▶ [Passage for review]
----

Reopening Libya’s Lockerbie file

Why is the US reviving a long-resolved fake charge?

The abduction by the US of Libyan citizen Muhammad Said Abu-Ageila and his imprisonment on the grounds that he made the bomb used in the 1986 Pan-Am airliner bombing over Lockerbie in Scotland is blatant piracy in breach of binding agreements and undertakings. It is still unclear why the US chose to reopen this file which was closed under the terms of internationally ratified agreements. But it’s widely believed to be a new extortion attempt involving Libya in ways that are not yet apparent.

Abu-Ageila, who was an intelligence officer during Col. Muammar al-Gaddafi’s rule, was arrested and jailed at the US’ behest in 2011. After the regime was brought down by NATO aerial bombardment, successive Libyan governments refused to extradite him because that would violate Libya’s laws and constitution. It would have been impossible to abduct him from his heavily guarded cell without the collusion of the mandate-expired government of Abdelhamid Dbeiba as part of a deal with the US, as Libyan MP Misbah Douma charged. Political analyst Muhammad Mahjoub went further, accusing foreign minister Najla al-Mangoushof playing a role in the handover given her official position and close ties with the US.

The Lockerbie case was closed completely on 14 August 2008 after a final agreement between the US and Libya under which it abandoned its nuclear and chemical programmes and surrendered the equipment to the US. The regime accepted formal responsibility for the incident and paid $2.7 billion in compensation to the families of the victims — amounting to around $10 million each: about ten times the internationally agreed amount. A key provision of the memorandum filed with the Security Council in which Libya accepted responsibility was that the US would take no further action against the country or its leaders. But after the US made sure Libya was disarmed, it broke its promises as usual and sent NATO warplanes to bomb the country,topple its regime, and arrange the brutal murder and mutilation of its leader.

All the evidence indicates that accusing Libya of the Lockerbie bombing was a fabricated ploy aimed at getting rid of the Libyan regime — after disarming it — by imposing a suffocating blockade and air embargo to bring it to its knees. The German industrialist who claimed to have supplied the Libyans with the explosives retracted his testimony. The Maltese shopkeeper who claimed he sold the clothes found in one of the suitcases to Abdelbaset al-Megrahi, one of the two indicted ‘suspects’, admitted from his new location in Australia that he was paid several million dollars in bribes for cooperating with US intelligence and investigators.

For the historical record, I personally bore witness to the falsehood of US claims that Gaddafi’s regime was behind the Lockerbie bombing. I will cite two specific experiences to support this.

First, when Megrahi contacted me from his purpose-built cell in Barlinnie Prison in the Scottish city of Glasgow a few weeks before he was released in August 2009. He asked for a meeting to discuss a very important matter. I went to visit him accompanied by his Algerian lawyer. The prison governor, who recognised me from my then frequent appearances on British TV, kindly gave us use of the conference room in his office to conduct the interview, which lasted three hours. Megrahi broke into an uncontrollable flood of tears the likes of which I had never seen in my life. Then, explaining that he was talking for the historical record, he swore to me that he had no role whatsoever in the Lockerbie bombing and that if he had he would have confessed. He had been diagnosed with advanced prostate cancer, the doctors had given him only three months to live, and he had nothing to fear or lose.

----

[Stored data entries]
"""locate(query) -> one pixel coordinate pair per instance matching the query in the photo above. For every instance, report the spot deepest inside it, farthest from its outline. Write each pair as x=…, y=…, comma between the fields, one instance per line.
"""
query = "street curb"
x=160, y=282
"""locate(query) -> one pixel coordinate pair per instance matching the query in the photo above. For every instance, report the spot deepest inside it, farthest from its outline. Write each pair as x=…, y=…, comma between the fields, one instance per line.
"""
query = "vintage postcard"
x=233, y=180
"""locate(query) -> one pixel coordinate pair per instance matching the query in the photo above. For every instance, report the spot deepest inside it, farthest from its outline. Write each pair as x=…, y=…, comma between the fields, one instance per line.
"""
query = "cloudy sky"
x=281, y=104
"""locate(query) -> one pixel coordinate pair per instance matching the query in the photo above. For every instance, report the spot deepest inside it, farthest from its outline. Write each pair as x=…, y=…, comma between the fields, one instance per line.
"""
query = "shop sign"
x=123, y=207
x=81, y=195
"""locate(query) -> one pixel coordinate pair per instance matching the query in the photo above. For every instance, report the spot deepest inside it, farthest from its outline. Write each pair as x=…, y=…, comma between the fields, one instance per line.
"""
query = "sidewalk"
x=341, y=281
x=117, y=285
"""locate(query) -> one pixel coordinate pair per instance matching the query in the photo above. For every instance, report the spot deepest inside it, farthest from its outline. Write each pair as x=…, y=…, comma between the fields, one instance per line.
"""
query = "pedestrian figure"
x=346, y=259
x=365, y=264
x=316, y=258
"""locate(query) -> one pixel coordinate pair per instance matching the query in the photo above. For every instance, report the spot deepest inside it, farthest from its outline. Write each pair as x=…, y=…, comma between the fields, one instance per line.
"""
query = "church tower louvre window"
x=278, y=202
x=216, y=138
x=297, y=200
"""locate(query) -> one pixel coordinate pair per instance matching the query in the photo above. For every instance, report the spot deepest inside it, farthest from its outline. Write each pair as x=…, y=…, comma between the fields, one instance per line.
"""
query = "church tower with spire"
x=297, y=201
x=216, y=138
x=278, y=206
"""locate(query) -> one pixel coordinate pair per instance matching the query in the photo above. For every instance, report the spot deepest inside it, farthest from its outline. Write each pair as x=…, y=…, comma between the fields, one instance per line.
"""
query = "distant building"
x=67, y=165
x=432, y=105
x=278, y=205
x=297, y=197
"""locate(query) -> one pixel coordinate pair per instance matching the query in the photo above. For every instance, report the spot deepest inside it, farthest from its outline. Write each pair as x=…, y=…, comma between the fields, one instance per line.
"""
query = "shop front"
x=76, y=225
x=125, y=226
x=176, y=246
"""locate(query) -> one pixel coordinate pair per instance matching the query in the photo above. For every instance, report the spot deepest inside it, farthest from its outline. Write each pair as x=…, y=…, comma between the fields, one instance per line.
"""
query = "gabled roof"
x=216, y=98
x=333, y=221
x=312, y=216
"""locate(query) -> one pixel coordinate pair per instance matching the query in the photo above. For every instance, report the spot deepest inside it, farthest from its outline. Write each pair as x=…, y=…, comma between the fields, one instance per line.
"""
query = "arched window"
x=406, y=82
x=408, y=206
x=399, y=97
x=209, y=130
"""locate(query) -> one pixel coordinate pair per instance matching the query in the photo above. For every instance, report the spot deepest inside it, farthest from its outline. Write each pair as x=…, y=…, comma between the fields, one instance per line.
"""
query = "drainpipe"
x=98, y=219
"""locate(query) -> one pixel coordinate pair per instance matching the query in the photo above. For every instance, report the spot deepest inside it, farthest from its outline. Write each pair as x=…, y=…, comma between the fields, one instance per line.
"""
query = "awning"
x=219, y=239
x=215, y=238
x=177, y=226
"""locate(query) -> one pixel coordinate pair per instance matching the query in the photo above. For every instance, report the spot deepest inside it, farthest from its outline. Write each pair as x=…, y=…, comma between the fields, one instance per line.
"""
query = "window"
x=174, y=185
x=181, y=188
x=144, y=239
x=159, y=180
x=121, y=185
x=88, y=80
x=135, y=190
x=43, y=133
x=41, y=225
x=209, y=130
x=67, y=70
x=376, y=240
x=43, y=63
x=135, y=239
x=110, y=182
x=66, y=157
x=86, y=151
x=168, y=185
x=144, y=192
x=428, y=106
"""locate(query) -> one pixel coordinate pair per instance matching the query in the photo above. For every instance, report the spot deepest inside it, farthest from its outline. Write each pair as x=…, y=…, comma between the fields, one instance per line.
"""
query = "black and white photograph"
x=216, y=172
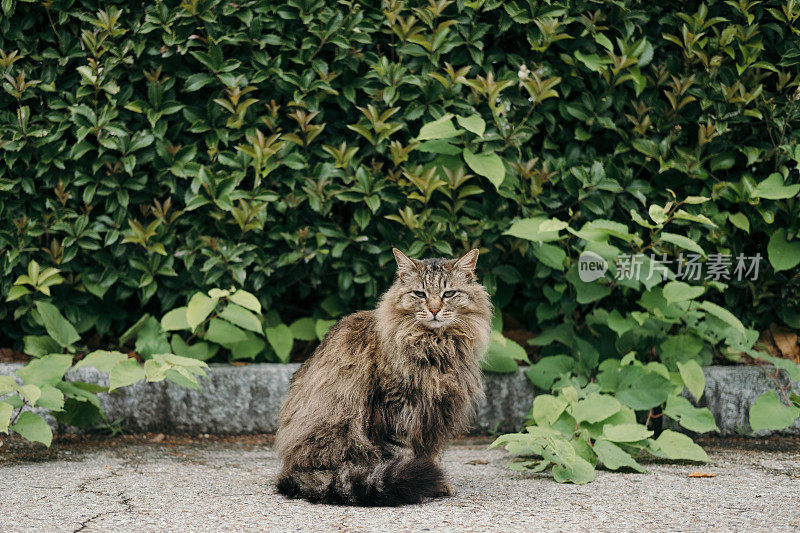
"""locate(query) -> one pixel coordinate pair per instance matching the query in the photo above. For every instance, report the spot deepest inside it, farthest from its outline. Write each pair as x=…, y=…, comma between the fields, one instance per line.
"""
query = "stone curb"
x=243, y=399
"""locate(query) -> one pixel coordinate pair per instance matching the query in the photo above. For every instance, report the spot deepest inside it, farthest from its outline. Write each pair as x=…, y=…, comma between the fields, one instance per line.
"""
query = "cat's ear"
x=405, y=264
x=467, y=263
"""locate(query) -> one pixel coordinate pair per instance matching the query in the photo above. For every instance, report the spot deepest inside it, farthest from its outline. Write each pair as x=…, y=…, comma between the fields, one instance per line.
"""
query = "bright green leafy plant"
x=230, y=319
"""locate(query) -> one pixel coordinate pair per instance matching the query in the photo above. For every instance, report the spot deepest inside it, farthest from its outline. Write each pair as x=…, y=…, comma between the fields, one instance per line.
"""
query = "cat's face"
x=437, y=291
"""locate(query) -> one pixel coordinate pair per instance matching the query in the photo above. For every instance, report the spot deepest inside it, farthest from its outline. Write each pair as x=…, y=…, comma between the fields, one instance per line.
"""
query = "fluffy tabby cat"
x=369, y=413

----

▶ [Problem to solve] Reproduce the Lockerbie article from "The Lockerbie case" up to and including "of its leader.".

▶ [Task answer]
The Lockerbie case was closed completely on 14 August 2008 after a final agreement between the US and Libya under which it abandoned its nuclear and chemical programmes and surrendered the equipment to the US. The regime accepted formal responsibility for the incident and paid $2.7 billion in compensation to the families of the victims — amounting to around $10 million each: about ten times the internationally agreed amount. A key provision of the memorandum filed with the Security Council in which Libya accepted responsibility was that the US would take no further action against the country or its leaders. But after the US made sure Libya was disarmed, it broke its promises as usual and sent NATO warplanes to bomb the country,topple its regime, and arrange the brutal murder and mutilation of its leader.